### TEXT SECTION
= Beginning of Section =

If your fund invests in Tyson, you should consider a new fund. The real problem here, of which nepotistic avarice is a symptom, is that Tyson is a dual share company: the Tyson family has all of the voting shares. The spineless board (lower b to denote their chicken-like status) member are shamelessly in management’s pocket. Please don’t ever invest behind dual shares . Why hasn’t somebody sued the compensation committee “independents” and, for that matter, how does the comp committee qualify as independent. On a lighter note, thank you for sparing us a chicken joke. Do you know why John Tyson crossed the road? B/c the company pays him millions for the little things…
October 2nd, 2007 at 1:01 pm
Then again, it may have been cheaper for Tyson to do this than to leave John Tyson in his prior role. That said, it was probably the easiest thing for the board to do from a relational standpoint. Boards are little invitation-only clubs, typically, and it is hard to turn on “one of your own,” unless the straits are dire.
October 2nd, 2007 at 2:22 pm
David,
I wouldn’t argue with you collegial boards (although if you’ve been to a board mtg where each board member brings an attorney, it tends be a little chillier)…as an NYSE traded company, the comp committee members cannot be affiliated (they certainly aren’t tyson’s own). Their duty, their proper relational standpoint, is to the shareholders. The board exist to locate the natural, appropriate tension between managements and the shareholders’ agents (I know you know that, i don’t mean to patronize). The minute that this *natural, inherent* tension becomes, in any way, morphs into air cover (an excuse) for less than rigorous oversight, the board members cease to be adults capable of distinguishing between friends and, you know, responsible roles. Which, btw, they are handsomely paid, i didn’t look at the filing, but all-in, at least I bet $100k a year.

= End of Section =

### WORK INSTRUCTION
Please copy the stretch of the Tyson board comments from "October 2nd, 2007 at 2:22" through "bet $100k a year." word for word. Rely only on the Tyson board comments.

### DATASET
= Beginning of Section =

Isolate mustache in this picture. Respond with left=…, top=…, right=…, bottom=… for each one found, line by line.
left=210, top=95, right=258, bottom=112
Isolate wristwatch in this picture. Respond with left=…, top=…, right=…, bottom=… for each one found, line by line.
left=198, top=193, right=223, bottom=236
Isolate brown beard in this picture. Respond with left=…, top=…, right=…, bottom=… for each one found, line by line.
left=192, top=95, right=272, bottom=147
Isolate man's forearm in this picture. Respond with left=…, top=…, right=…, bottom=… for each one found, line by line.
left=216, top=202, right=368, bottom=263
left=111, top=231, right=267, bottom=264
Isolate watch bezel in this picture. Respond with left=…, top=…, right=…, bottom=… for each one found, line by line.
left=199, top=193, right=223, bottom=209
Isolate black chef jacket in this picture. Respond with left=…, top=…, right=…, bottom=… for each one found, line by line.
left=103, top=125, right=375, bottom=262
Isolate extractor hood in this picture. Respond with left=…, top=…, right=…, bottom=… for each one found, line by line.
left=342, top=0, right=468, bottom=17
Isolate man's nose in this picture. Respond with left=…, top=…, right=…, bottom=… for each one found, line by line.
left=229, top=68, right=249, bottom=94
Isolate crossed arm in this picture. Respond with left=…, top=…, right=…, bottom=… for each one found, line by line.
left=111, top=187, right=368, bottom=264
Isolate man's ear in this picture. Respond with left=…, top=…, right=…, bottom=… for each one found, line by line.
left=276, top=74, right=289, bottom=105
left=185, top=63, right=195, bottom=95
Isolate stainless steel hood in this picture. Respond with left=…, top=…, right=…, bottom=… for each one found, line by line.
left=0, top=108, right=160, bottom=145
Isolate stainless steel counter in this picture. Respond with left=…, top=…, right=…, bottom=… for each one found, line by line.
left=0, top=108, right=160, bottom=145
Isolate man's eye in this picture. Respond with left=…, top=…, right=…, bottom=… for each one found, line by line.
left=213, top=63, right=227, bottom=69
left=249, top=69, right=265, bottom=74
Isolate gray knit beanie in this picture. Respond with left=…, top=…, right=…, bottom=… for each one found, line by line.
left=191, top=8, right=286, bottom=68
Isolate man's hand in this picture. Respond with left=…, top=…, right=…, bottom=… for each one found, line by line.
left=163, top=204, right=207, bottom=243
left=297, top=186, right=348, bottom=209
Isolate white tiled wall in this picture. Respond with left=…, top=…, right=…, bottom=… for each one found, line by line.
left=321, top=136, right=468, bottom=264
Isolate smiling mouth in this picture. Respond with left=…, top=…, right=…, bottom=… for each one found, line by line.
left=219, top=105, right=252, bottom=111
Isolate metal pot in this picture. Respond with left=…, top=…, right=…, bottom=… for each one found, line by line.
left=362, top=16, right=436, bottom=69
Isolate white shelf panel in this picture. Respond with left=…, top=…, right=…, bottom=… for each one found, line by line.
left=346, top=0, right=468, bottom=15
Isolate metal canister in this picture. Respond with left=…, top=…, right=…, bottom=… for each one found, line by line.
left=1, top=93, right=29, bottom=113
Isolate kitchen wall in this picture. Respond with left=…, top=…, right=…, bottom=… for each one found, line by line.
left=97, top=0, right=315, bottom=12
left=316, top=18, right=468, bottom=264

= End of Section =

### ANSWER TO THIS TASK
October 2nd, 2007 at 2:22 pm
David,
I wouldn’t argue with you collegial boards (although if you’ve been to a board mtg where each board member brings an attorney, it tends be a little chillier)…as an NYSE traded company, the comp committee members cannot be affiliated (they certainly aren’t tyson’s own). Their duty, their proper relational standpoint, is to the shareholders. The board exist to locate the natural, appropriate tension between managements and the shareholders’ agents (I know you know that, i don’t mean to patronize). The minute that this *natural, inherent* tension becomes, in any way, morphs into air cover (an excuse) for less than rigorous oversight, the board members cease to be adults capable of distinguishing between friends and, you know, responsible roles. Which, btw, they are handsomely paid, i didn’t look at the filing, but all-in, at least I bet $100k a year.